Signalements d’effets indésirables, pétitions, témoignages de personnalités comme Anny Duperey et Valérie Damidot… La machine s’emballe autour du Levothyrox, certains patients incriminant la nouvelle formule de ce médicament pour la thyroïde, tandis que le corps médical appelle à ne pas paniquer.
« Le vent de panique provoqué et relayé sur les réseaux sociaux et certains médias n’est pas légitime », s’est ainsi inquiété mercredi le Collège de la médecine générale dans un communiqué. Les patients présentant des symptômes inhabituels doivent « consulter leur médecin », a-t-il ajouté, avertissant que toute « décision d’arrêt intempestif du traitement » serait « dangereuse ». Une prudence relayée par l’Association française des malades de la thyroïde (AFMT), qui fait écho depuis plusieurs semaines aux inquiétudes des malades, mais invite aussi à « ne jamais arrêter sans avis médical un traitement ».
Depuis la commercialisation d’une nouvelle formule en avril, cette hormone de substitution a fait l’objet de 5 000 déclarations d’effets indésirables, estime l’Agence nationale de sécurité du médicament (ANSM), précisant qu’il est encore trop tôt pour savoir combien sont réellement liées au traitement. Alors que le site internet dédié à ces signalements enregistre généralement 20 à 50 déclarations par jour, tous médicaments confondus, ce nombre a augmenté à partir du 16 août, jour de parution de plusieurs articles sur le sujet, pour atteindre un pic de 1 200 signalements le 23 août, a souligné un porte-parole de l’ANSM.
Les conclusions de l’enquête de pharmacovigilance, lancée fin mars pour surveiller l’arrivée de la nouvelle formule, ne seront connues qu’en octobre, a-t-il ajouté. Mais, assure-t-il, « pour le moment », les données disponibles n’ont « pas montré de problèmes en termes de sécurité d’emploi » de ce médicament du laboratoire Merck, prescrit à trois millions de patients en France, pour soigner leur hypothyroïdie ou suite à une ablation de la glande thyroïde.
Maux de tête, vertiges, douleurs articulaires…
Pourtant, les témoignages se multiplient de patients décrivant crampes, maux de tête et vertiges, apparus selon eux avec la nouvelle version du médicament. Plusieurs pétitions en ligne ont été lancées, dont l’une, qui réclame « que les laboratoires concernés reviennent à l’ancienne formule », a récolté près de 200 000 signatures. Dans une lettre ouverte à la ministre de la Santé, la comédienne Anny Duperey explique qu’après avoir pris sans problème du Levothyrox pour son hypothyroïdie « depuis une douzaine d’années », elle a ressenti « ces derniers mois, des malaises très inquiétants » (maux de tête, vertiges, douleurs articulaires, faiblesse musculaires, problèmes digestifs, etc.), qu’elle a associés au changement de formulation après avoir vu la pétition en ligne. L’animatrice Valérie Damidot a elle assuré sur Twitter vivre « la même galère » et réclamé des « réponses concrètes ».

Données fournies >>
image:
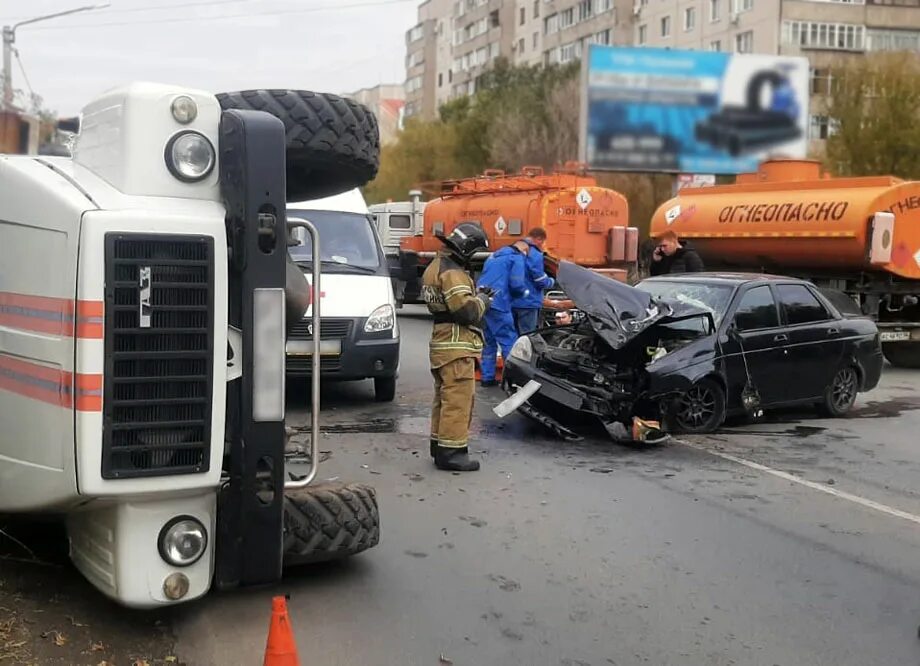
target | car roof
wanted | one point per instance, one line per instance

Problème à résoudre >> Selon l'extrait sur le Levothyrox, combien de déclarations d'effets indésirables l'ANSM estime-t-elle avoir reçues depuis la commercialisation de la nouvelle formule ? Les données présentées ci-dessus constituent un matériau distinct de l'extrait.

Réponse rédigée >> L'ANSM estime avoir reçu 5 000 déclarations d'effets indésirables.